(Records drawn from a dataset)
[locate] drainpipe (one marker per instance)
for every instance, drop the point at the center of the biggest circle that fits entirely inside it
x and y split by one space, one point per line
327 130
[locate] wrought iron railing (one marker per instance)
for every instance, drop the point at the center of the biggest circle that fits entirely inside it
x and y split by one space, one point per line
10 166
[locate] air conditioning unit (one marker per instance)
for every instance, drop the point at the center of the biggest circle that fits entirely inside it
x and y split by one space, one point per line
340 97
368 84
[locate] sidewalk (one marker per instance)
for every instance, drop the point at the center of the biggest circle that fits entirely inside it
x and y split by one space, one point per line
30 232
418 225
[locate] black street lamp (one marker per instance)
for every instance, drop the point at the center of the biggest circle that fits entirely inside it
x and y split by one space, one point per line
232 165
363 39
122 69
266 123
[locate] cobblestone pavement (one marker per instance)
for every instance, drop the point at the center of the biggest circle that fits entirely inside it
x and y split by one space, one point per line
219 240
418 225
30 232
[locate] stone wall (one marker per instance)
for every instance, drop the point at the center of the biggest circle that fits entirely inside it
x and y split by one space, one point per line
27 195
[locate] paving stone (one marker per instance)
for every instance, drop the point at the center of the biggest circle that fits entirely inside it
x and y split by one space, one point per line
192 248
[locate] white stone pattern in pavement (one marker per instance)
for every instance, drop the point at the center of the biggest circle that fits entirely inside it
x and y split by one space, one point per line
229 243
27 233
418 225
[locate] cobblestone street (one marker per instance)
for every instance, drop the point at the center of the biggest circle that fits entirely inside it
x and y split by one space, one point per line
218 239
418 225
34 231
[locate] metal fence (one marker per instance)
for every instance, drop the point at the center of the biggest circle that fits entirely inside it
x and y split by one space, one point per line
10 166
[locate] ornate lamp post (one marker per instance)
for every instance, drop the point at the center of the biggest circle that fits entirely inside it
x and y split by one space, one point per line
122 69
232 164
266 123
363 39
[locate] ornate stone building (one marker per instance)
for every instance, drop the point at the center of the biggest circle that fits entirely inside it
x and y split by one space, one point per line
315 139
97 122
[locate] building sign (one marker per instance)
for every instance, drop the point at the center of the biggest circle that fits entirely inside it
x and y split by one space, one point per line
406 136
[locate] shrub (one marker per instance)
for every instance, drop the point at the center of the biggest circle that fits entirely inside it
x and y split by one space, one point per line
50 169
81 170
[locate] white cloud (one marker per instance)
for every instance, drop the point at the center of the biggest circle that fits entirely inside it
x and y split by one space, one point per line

# WHAT IS BEING ASKED
Copy out every record again, letter for letter.

# SOLUTION FOR THIS TASK
[locate] drainpipe (one marker per instance)
for every instance, drop the point at the center of the biggest circle that fits entirely inside it
x and y split by one space, one point per line
327 130
[locate] wrought iron railing (one marker per instance)
for every instance, drop the point at the center of the biggest circle that fits entirely inside it
x and y split by one space, one point per line
10 166
[locate] air conditioning unit (one marker per instance)
for every instance, drop the point at the center of the biggest circle that fits entirely inside it
x and y split by one space, one point per line
340 97
368 84
[locate] sidewalk (one marker per instance)
for every instance, drop the point at the center of the biggest circle that fits entirely inside it
x and y split by one space, one point per line
30 232
418 225
[locate] black street lamp (one marker per instance)
for every instance, drop the point at the center of the biggest circle that fits entirely inside it
x and y split by one space, one point per line
232 165
363 39
122 69
266 123
[locate] cobblestone pavement (one marker per instance)
for every instance, drop the point at the center of the biggest circle that fits entirely inside it
x and y split by one space, one point per line
219 240
418 225
30 232
[locate] stone wall (one marker per instance)
for every instance, drop the point at the center of the biggest circle that fits entirely inside it
x and y split by one space, one point per line
27 195
[locate] paving stone (one marker per instance)
for every instance, drop the point at the center of the biggest circle that fits entirely inside it
x and y split by one space, one point per line
192 248
[locate] white stone pattern in pavement (one marker per instance)
for every instance, drop the point at the center of the biggest circle that fits entirely inside it
x and y split by one space, one point per line
229 243
27 233
418 225
[locate] cobblestone street (one marker per instance)
for every instance, drop the point at the center of the biggest circle that fits entirely inside it
x and y split by one space, one point per line
218 239
418 225
34 231
[locate] metal fence (one marker per instance)
for every instance, drop the point at the center of the biggest circle that fits entirely inside it
x and y split by one space, one point per line
10 166
[locate] ornate lamp post (one marker per instance)
for every instance, drop the point at the center of the biggest circle that fits entirely inside it
x and y split by one space, one point per line
122 69
232 164
266 123
363 39
[locate] ornate stone building (one marker per instance)
for every instance, drop the point at the center of the biggest circle that fits entirely inside it
x and y split by one space, one point per line
315 139
97 122
[locate] building sign (one marker per instance)
for every instance, drop the point at the center of the biggest circle that fits entirely inside it
x and y split by one space, one point per line
406 136
[locate] shrub (one marker per instance)
for every instance, drop the point at the center of the biggest circle that fits entirely inside it
x and y split by one space, one point per line
50 169
81 170
[locate] white cloud (one marker per instance)
for every instance, drop the point at the center of the biggest circle that fits entirely inside it
x and y split by one space, one point per line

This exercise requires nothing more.